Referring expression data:
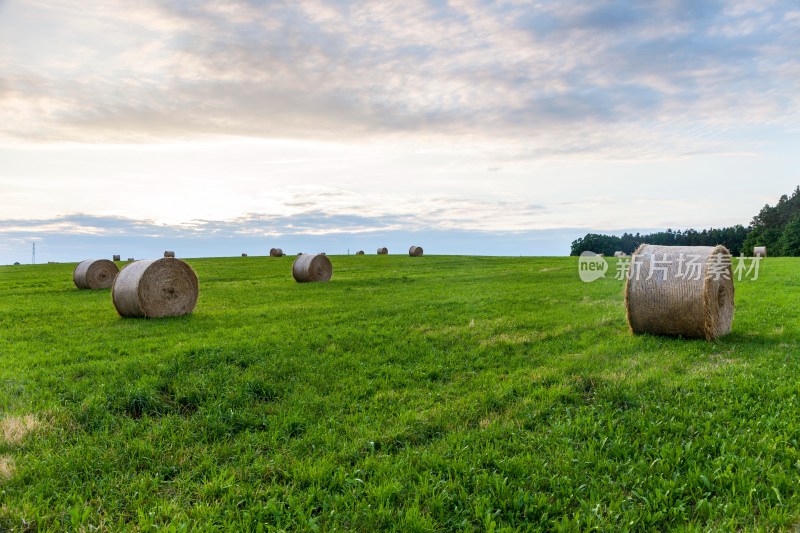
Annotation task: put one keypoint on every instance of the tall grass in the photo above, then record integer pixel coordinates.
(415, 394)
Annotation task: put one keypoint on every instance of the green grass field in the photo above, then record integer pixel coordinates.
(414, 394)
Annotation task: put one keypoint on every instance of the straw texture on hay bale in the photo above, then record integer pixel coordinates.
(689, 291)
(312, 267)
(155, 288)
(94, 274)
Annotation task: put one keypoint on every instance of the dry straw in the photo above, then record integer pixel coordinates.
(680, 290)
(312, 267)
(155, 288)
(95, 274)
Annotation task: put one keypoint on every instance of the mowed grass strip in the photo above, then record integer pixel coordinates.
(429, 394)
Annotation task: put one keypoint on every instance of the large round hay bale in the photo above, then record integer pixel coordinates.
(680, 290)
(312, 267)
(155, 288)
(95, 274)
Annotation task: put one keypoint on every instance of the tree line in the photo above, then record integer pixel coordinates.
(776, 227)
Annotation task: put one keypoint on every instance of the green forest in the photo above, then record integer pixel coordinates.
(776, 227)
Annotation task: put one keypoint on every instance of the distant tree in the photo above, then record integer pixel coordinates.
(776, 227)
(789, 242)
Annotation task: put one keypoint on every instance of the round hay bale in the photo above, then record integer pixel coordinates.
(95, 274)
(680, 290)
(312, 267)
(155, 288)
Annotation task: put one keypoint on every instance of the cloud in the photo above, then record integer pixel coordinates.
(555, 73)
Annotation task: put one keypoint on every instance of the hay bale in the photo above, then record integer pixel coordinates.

Exercise objective
Pictures do not belong in the copy. Output all of the records exactly.

Result of this exercise
Annotation task: put one keypoint on every instance of the tall grass in the photo above, then record integer pixel coordinates.
(415, 394)
Annotation task: put one keypoint on every instance of the green grass field in the photo above, then record integer pixel coordinates.
(414, 394)
Annotation task: put one keypoint on every instance of the straw texture on hay bale in the photo above, then record integer pixel coordinates.
(689, 291)
(312, 267)
(155, 288)
(94, 274)
Annotation task: put one keypoint on every instance of the dry straw in the photo above, then record integer pixel coordinates.
(680, 290)
(312, 267)
(155, 288)
(95, 274)
Annotation task: put one keypoint on every instance of the mowed grass strip in the photo above, then record integer pixel coordinates.
(429, 394)
Annotation task: put one keypoint on every instance of the large round hay bale in the photo above, then record integer pixel coordinates.
(680, 290)
(312, 267)
(155, 288)
(95, 274)
Annotation task: put one keypoint on every instance of the tree line in the photo above, then record integer pixel coordinates.
(776, 227)
Annotation task: put one keypoint on every instance of the green forest in the photo above, then record integer pixel coordinates.
(776, 227)
Annotation task: put one keypoint on every instance of the distant tree in the photo above, then record integer pixel coordinates.
(776, 227)
(789, 242)
Annotation task: put one keypoint on every instance of the round hay bale in the photo above, then record integer pixel coordinates.
(95, 274)
(680, 290)
(312, 267)
(155, 288)
Annotation task: put one keypoint on every instance of the cloud in the photo above, then record integer pixel coordinates.
(555, 73)
Annotation task: put one keypoint on every instance of the hay bale in the photo above, then record integer pixel coordinates.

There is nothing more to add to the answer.